- **Consigne 1**:
Indiquez combien de lignes des enregistrements contiennent le mot « line », en tenant compte de la casse. Donnez seulement ce nombre.

- **Texte fourni**:
********
Voyage en Apartheid
Frédéric Couderc a été reporter en Afrique du Sud avant de se consacrer à l’écriture (« Que saignent les vignes du roi », « Et ils boiront leurs larmes ») et il vit une partie de l’année au Cap. C’est là que se situe « Un été blanc et noir » (1), un récit d’amour et de suspense qui nous renvoie en 1968, alors que sévit l’Apartheid. Suspense, après qu’une militante contre les lois raciales a été renversée par une voiture sous les yeux de Marianne, nommée pour enseigner un semestre à l’université du Cap. Amour, lorsque celle-ci tombe sous le charme du meilleur ami de la victime, un jeune chirurgien de l’équipe de Chris Barnard, qui s’apprête à réaliser la première greffe du cœur, un Afrikaner qui, sous ses dehors désinvoltes, est le cerveau d’une opération commando sur Robben Island visant à libérer Nelson Mandela ! Un final haut en couleurs autour d’un épisode réel et méconnu.
Voyage en sorcellerie
« Ceux qui sortent dans la nuit » (2), premier roman du Camerounais Mutt-Lon, nous fait pénétrer dans le monde mystérieux de la sorcellerie africaine. Pour venger la mort de sa sœur, le héros apprend d’un ancien à devenir un ewusu, un être qui se dédouble une fois la nuit tombée et que la légende pare de pouvoirs extraordinaires, comme la lévitation, l’invisibilité, la force physique ou la capacité à remonter le temps. Avant d’accomplir sa mission, il doit retrouver un vieil ewusu qui aurait découvert, 300 ans auparavant, le secret de la dématérialisation. Un conte étonnant, qui mêle deux époques temporelles et deux visions de l’Afrique.
********
- **Consigne 2**:
Reprenez la chronique consacrée à deux romans situés en Afrique et poursuivez-la après sa dernière phrase.

[Enregistrements du jeu de données de pointage]
********
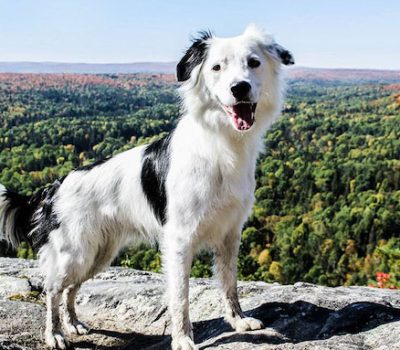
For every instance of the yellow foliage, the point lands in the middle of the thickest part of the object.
(265, 258)
(275, 270)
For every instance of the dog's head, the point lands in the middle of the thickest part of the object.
(234, 75)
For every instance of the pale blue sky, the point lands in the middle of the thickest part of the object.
(320, 33)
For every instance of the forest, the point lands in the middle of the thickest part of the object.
(327, 205)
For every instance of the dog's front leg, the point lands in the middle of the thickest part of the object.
(178, 257)
(225, 268)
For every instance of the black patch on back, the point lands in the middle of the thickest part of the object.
(154, 173)
(193, 56)
(18, 204)
(284, 56)
(47, 221)
(25, 218)
(93, 165)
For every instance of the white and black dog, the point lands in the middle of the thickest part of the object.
(191, 190)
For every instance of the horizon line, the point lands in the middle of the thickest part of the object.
(175, 62)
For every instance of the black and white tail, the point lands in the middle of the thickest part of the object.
(15, 217)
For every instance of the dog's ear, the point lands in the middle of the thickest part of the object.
(279, 53)
(194, 56)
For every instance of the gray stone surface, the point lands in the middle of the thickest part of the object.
(125, 310)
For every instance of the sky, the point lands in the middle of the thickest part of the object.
(320, 33)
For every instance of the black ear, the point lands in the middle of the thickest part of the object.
(280, 53)
(193, 56)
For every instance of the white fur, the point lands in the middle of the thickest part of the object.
(210, 186)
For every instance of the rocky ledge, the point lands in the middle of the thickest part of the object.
(125, 310)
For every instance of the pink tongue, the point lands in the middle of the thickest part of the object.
(242, 116)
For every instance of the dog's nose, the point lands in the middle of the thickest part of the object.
(241, 90)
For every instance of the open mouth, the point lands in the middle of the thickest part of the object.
(243, 114)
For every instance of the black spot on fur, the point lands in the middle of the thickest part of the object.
(47, 220)
(93, 165)
(193, 56)
(154, 172)
(32, 213)
(19, 205)
(281, 53)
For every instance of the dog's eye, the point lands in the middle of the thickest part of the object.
(216, 68)
(253, 63)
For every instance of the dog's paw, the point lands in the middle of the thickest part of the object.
(77, 328)
(56, 341)
(248, 324)
(183, 343)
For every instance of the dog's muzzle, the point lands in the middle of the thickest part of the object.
(243, 114)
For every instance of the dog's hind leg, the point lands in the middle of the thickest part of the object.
(71, 323)
(226, 270)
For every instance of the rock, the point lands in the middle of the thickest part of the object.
(125, 309)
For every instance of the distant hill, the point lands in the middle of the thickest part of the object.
(90, 68)
(298, 73)
(342, 74)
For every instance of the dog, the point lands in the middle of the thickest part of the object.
(191, 190)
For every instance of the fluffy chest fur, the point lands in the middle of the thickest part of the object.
(211, 179)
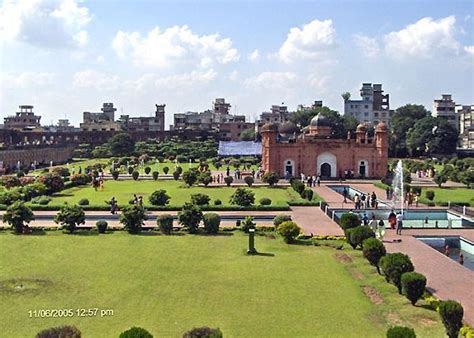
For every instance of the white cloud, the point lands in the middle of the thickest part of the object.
(254, 56)
(93, 79)
(44, 23)
(308, 42)
(423, 39)
(368, 46)
(270, 80)
(175, 45)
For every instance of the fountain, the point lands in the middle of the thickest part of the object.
(397, 186)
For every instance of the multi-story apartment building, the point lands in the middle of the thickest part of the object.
(446, 108)
(372, 108)
(25, 119)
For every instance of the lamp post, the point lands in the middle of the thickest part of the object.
(251, 250)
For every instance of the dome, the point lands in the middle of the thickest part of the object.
(288, 128)
(361, 128)
(320, 121)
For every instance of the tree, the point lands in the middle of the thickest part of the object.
(413, 286)
(190, 216)
(271, 178)
(17, 215)
(373, 250)
(242, 197)
(394, 266)
(165, 223)
(190, 177)
(132, 218)
(136, 332)
(70, 216)
(211, 223)
(451, 313)
(289, 230)
(159, 197)
(121, 144)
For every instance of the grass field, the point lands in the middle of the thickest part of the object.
(171, 284)
(123, 191)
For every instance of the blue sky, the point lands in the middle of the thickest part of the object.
(68, 56)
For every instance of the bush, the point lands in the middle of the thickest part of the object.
(242, 197)
(190, 217)
(280, 219)
(135, 175)
(228, 180)
(349, 221)
(429, 195)
(394, 266)
(136, 332)
(288, 230)
(308, 194)
(271, 178)
(165, 223)
(373, 250)
(200, 199)
(451, 313)
(101, 226)
(413, 286)
(400, 332)
(211, 222)
(83, 201)
(249, 180)
(203, 332)
(159, 197)
(60, 332)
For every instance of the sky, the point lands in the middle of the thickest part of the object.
(69, 56)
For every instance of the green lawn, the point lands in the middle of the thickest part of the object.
(171, 284)
(123, 191)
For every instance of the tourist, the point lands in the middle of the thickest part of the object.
(399, 223)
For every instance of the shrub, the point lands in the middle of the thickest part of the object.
(228, 180)
(101, 226)
(135, 175)
(17, 215)
(159, 197)
(271, 178)
(373, 250)
(242, 197)
(429, 195)
(451, 313)
(289, 230)
(115, 174)
(60, 332)
(203, 332)
(280, 219)
(413, 286)
(308, 194)
(200, 199)
(249, 180)
(165, 223)
(211, 222)
(136, 332)
(400, 332)
(349, 220)
(394, 266)
(190, 217)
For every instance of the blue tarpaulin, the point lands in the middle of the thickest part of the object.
(241, 148)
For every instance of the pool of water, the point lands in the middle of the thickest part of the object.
(416, 218)
(457, 245)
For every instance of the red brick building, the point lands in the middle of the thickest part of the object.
(312, 151)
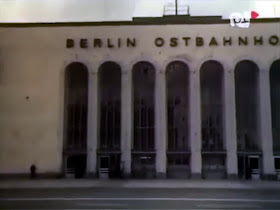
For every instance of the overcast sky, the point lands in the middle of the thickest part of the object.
(110, 10)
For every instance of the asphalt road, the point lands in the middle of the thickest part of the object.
(128, 198)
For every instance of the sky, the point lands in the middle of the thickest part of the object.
(116, 10)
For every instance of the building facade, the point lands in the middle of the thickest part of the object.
(151, 98)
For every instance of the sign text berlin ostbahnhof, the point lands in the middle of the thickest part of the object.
(272, 40)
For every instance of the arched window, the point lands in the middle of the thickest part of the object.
(177, 81)
(211, 80)
(275, 104)
(75, 118)
(110, 106)
(143, 156)
(110, 118)
(212, 120)
(246, 97)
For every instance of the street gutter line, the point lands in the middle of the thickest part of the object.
(142, 199)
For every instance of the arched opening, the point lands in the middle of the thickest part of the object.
(143, 153)
(109, 147)
(247, 122)
(212, 116)
(75, 119)
(275, 111)
(178, 153)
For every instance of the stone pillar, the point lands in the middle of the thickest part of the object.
(230, 124)
(195, 125)
(92, 132)
(160, 123)
(265, 125)
(126, 121)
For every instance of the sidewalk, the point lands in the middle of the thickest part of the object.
(96, 183)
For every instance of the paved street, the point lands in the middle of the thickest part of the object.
(139, 198)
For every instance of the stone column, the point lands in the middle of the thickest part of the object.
(126, 121)
(92, 132)
(160, 123)
(265, 124)
(230, 124)
(195, 124)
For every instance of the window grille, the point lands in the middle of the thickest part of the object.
(211, 78)
(246, 88)
(143, 79)
(275, 104)
(109, 89)
(76, 99)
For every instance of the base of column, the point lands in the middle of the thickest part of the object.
(232, 176)
(161, 175)
(196, 175)
(269, 177)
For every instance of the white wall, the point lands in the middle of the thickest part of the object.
(33, 60)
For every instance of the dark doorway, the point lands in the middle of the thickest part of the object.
(275, 104)
(110, 116)
(212, 120)
(75, 119)
(178, 153)
(143, 152)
********
- **Réponse finale 1**:
2

- **Réponse finale 2**:
Voyage en enfance
C’est auréolé des prestigieux Prêmio Jabuti et Prêmio Sao Paulo de Literatura qu’arrive en France « Si je ferme les yeux » (3), premier roman du Brésilien Edney Silvestre. Sous le prétexte de la découverte d’un crime, celui d’une jeune femme à la réputation sulfureuse, par deux garçons de 12 ans qui ont fait l’école buissonnière, l’auteur dresse le portrait d’une époque et d’un pays tout entier. Les faits se passent en 1961, alors que le pays s’essaye à la démocratie. Le mari s’accuse du crime mais les enfants, persuadés qu’il est innocent, s’allient à un ancien dissident, hanté par ce qu’il a subi pendant la dictature. Leur enquête, qui les confrontera au racisme et à la corruption d’une élite politique prête à toutes les violences pour ne pas perdre le pouvoir, signera la fin de leur enfance.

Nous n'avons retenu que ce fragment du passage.